» TASK REQUIREMENTS:
Restate the full set of records exactly, without adding or dropping a word.

########

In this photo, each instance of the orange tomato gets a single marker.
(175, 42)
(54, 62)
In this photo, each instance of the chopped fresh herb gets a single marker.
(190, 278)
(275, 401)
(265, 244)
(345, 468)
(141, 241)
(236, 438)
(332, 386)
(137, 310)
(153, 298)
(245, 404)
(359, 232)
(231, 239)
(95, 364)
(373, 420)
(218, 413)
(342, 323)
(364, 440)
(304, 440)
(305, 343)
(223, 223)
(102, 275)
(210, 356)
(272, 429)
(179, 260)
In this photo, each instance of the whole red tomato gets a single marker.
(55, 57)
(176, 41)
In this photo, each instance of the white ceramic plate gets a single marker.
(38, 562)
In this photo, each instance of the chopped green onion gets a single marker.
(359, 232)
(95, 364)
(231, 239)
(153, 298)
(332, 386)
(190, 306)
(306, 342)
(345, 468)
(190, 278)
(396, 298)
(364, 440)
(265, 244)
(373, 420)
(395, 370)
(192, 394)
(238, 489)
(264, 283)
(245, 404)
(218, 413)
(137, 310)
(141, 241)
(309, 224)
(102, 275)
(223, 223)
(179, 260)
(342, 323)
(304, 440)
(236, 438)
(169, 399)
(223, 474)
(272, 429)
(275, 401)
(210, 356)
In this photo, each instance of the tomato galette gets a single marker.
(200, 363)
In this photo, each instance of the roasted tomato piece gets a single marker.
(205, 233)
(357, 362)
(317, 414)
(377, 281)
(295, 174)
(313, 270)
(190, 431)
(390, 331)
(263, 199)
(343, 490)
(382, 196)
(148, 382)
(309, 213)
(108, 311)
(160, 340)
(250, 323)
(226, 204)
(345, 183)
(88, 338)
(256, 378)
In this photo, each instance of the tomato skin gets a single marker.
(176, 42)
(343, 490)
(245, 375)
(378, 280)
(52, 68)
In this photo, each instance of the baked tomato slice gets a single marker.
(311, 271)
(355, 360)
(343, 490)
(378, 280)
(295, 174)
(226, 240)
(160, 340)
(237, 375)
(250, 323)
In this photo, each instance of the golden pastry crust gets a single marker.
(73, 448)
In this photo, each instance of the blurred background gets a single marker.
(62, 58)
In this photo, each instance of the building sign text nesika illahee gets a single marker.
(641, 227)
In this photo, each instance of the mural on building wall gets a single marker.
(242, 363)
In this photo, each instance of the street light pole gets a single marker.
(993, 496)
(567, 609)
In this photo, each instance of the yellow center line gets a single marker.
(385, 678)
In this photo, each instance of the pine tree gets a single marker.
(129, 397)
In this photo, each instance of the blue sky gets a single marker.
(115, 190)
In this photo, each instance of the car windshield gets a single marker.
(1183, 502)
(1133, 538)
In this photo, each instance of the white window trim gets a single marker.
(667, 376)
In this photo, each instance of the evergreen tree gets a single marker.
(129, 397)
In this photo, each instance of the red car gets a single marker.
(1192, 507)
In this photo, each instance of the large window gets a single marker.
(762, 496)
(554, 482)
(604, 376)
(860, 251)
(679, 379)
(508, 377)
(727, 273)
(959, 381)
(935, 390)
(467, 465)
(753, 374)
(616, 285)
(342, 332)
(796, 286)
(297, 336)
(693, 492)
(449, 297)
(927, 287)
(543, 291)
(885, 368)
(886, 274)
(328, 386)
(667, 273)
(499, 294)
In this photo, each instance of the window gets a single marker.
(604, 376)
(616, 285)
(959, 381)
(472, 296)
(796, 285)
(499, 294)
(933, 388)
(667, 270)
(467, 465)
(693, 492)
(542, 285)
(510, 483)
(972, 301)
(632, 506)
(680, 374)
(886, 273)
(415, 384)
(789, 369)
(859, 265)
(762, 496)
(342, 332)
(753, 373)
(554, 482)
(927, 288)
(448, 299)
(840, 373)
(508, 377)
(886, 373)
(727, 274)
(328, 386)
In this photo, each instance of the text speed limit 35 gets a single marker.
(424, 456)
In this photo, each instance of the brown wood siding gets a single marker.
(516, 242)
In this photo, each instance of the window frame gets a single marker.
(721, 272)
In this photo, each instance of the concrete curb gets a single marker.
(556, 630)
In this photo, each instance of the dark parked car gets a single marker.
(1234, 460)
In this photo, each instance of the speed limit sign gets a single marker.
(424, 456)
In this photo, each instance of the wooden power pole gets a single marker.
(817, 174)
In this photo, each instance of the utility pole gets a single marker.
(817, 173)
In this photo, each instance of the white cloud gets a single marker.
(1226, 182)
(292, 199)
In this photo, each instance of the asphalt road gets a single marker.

########

» EXERCISE OUTPUT:
In this photo, each instance of the orange tomato gets a single marker.
(175, 42)
(54, 62)
In this photo, each instance of the chopped fresh herb gets a single marker.
(190, 278)
(275, 401)
(265, 244)
(345, 468)
(141, 241)
(236, 438)
(332, 386)
(137, 310)
(153, 298)
(245, 404)
(359, 232)
(231, 239)
(95, 364)
(373, 420)
(218, 413)
(342, 323)
(364, 440)
(304, 440)
(305, 343)
(223, 223)
(102, 275)
(210, 356)
(272, 429)
(179, 260)
In this photo, each instance of the whole red tomato gets a single marker.
(55, 57)
(176, 41)
In this photo, each instance of the white ceramic plate gets a single marker.
(38, 562)
In this photo, each instance of the chopped green onion gets a single marker.
(359, 232)
(95, 364)
(231, 239)
(153, 298)
(332, 386)
(190, 306)
(306, 342)
(345, 468)
(190, 278)
(396, 298)
(364, 440)
(265, 244)
(373, 420)
(395, 370)
(192, 394)
(238, 489)
(264, 283)
(245, 404)
(218, 413)
(137, 310)
(141, 241)
(309, 224)
(102, 275)
(223, 223)
(179, 260)
(342, 323)
(304, 440)
(236, 438)
(169, 399)
(223, 474)
(272, 429)
(275, 401)
(210, 356)
In this photo, each instance of the tomato galette gets a single marker.
(200, 363)
In this photo, each instance of the roasted tomato piece gets a single marker.
(205, 233)
(357, 362)
(317, 414)
(377, 281)
(295, 174)
(313, 270)
(190, 431)
(390, 331)
(263, 199)
(343, 490)
(382, 196)
(148, 382)
(309, 213)
(108, 311)
(160, 340)
(250, 323)
(226, 204)
(345, 183)
(88, 338)
(256, 378)
In this photo, each instance of the tomato skin gets a single marker.
(176, 42)
(343, 490)
(245, 375)
(378, 280)
(52, 68)
In this photo, each instance of the baked tomato slice gets a single marker.
(311, 271)
(355, 360)
(343, 490)
(378, 280)
(295, 174)
(226, 240)
(160, 340)
(237, 375)
(250, 323)
In this photo, each instance of the golden pastry crust gets a single marker.
(73, 448)
In this photo, each instance of the blurred background gets a single marker.
(62, 58)
In this photo, each instance of the building sign text nesika illahee gets a single marker.
(641, 227)
In this photo, each instance of the mural on building wall gets a single marker.
(242, 363)
In this photo, each instance of the street light pole gets a single marker.
(993, 496)
(567, 609)
In this photo, each instance of the yellow center line gets a single marker.
(385, 678)
In this photo, each instance of the pine tree gets a single marker.
(129, 397)
In this photo, each instance of the blue sky gets a single marker.
(115, 190)
In this photo, each instance of the car windshield gets a single marker.
(1183, 502)
(1133, 538)
In this photo, each instance of the white window trim gets a single marker.
(667, 376)
In this photo, each instance of the evergreen tree gets a single marker.
(129, 397)
In this photo, each instance of the red car gets a single marker.
(1192, 507)
In this photo, each instance of the large window gets a single marker.
(762, 496)
(554, 482)
(604, 376)
(860, 251)
(679, 379)
(508, 377)
(727, 273)
(959, 381)
(935, 390)
(467, 465)
(753, 374)
(616, 285)
(342, 332)
(796, 286)
(297, 336)
(693, 492)
(449, 297)
(927, 287)
(543, 291)
(885, 368)
(886, 274)
(328, 386)
(667, 273)
(499, 294)
In this photo, each instance of the window gets a single marker.
(604, 376)
(616, 285)
(959, 381)
(472, 296)
(796, 285)
(499, 294)
(933, 388)
(667, 270)
(467, 465)
(693, 492)
(542, 285)
(510, 483)
(972, 301)
(632, 506)
(680, 374)
(886, 273)
(415, 384)
(789, 369)
(859, 265)
(762, 496)
(342, 332)
(753, 373)
(554, 482)
(927, 288)
(448, 299)
(840, 373)
(508, 377)
(886, 373)
(727, 274)
(328, 386)
In this photo, each instance of the text speed limit 35 gets a single marker.
(424, 456)
In this photo, each instance of the brown wood siding gets a single marker.
(516, 242)
In this photo, each instance of the window frame gets a single marker.
(721, 272)
In this photo, each instance of the concrete curb gets a single marker.
(556, 630)
In this photo, each instance of the dark parked car gets a single marker.
(1234, 460)
In this photo, each instance of the speed limit sign gets a single marker.
(424, 456)
In this photo, each instance of the wooden power pole gets a single marker.
(817, 174)
In this photo, each instance of the utility pole gets a single marker.
(817, 173)
In this photo, each instance of the white cloud gets a single marker.
(1226, 182)
(292, 199)
In this photo, each instance of the asphalt road gets a single marker.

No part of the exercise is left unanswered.